§ Short task
Copy each of the records below word for word, keeping every line as it stands.

──────── Record extracts

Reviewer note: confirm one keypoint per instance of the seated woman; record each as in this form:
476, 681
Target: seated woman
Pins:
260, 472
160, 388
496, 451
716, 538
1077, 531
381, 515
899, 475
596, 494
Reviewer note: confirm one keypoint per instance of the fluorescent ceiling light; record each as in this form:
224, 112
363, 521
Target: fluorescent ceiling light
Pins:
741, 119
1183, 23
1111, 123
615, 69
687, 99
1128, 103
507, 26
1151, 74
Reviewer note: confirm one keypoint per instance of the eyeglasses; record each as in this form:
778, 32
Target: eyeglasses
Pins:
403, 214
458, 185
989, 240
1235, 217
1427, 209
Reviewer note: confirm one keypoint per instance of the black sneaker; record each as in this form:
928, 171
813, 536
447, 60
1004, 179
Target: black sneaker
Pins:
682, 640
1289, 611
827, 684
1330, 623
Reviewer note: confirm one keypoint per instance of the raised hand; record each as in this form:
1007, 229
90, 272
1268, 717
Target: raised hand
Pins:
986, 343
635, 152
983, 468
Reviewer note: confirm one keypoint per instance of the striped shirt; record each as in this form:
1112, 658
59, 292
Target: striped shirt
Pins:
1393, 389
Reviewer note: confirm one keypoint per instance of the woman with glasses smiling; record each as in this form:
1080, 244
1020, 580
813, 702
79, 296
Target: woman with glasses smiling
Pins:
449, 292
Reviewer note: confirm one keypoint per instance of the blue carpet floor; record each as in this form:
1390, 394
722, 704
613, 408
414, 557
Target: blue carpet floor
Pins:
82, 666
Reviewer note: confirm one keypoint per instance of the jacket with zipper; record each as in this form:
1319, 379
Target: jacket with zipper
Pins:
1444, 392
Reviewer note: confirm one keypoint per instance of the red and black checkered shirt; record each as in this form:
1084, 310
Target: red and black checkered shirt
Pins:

────────────────

§ Result of the task
Reviewer note: confirm one keypoint per instance of the seated woman; record each as in this form:
476, 681
Target: seated woman
Pins:
260, 472
160, 388
496, 451
716, 538
1077, 531
381, 515
899, 475
596, 494
Reviewer note: confirm one keypoint per instance of the fluorescent ceiling light; record each as in this form:
224, 112
363, 521
Target: fluorescent ceiling light
Pins:
741, 119
1183, 23
1111, 123
615, 69
687, 99
1128, 103
507, 26
1151, 74
Reviewer note: confirm one keypoint per instance of the eyeglasses; record each as in this form:
778, 32
Target: eyeglasses
Pins:
403, 214
458, 185
989, 240
1235, 217
1427, 209
Reviewer note: confirm one keypoint per instance of the black sneaker; record each as in this form:
928, 171
813, 536
447, 60
1004, 179
Target: black sneaker
Pins:
682, 640
1289, 611
827, 684
1330, 623
Reviewer note: confirm one keypoint per instance of the raised hand; record each as in this form:
1007, 229
90, 272
1268, 717
Target: raised hand
Pins:
986, 343
635, 152
983, 468
Reviewer note: confirm one keypoint per instance of the striped shirt; record each as in this form:
1112, 658
59, 292
Target: striped shirt
Pins:
1393, 389
Reviewer note: confirm one keypoint per instance of the woman with glasses smiling; record each as in this form:
1080, 244
1020, 580
813, 702
79, 296
Target: woman with glasses smiling
Pins:
449, 292
Reviewer note: confirm one keypoint per instance of the blue carpet floor; record each as in this form:
1390, 394
722, 704
613, 408
414, 557
Target: blue carpet floor
Pins:
82, 666
Reviewer note: confirm one keypoint per instance of the jacket with zipper; record each as in this form:
1319, 379
Target: jacket with zipper
Pins:
1444, 392
Reviewer note: confirm one keypoint per instance of the red and black checkered shirt; record each as in this form:
1084, 310
Target: red and black checkered shirt
Pins:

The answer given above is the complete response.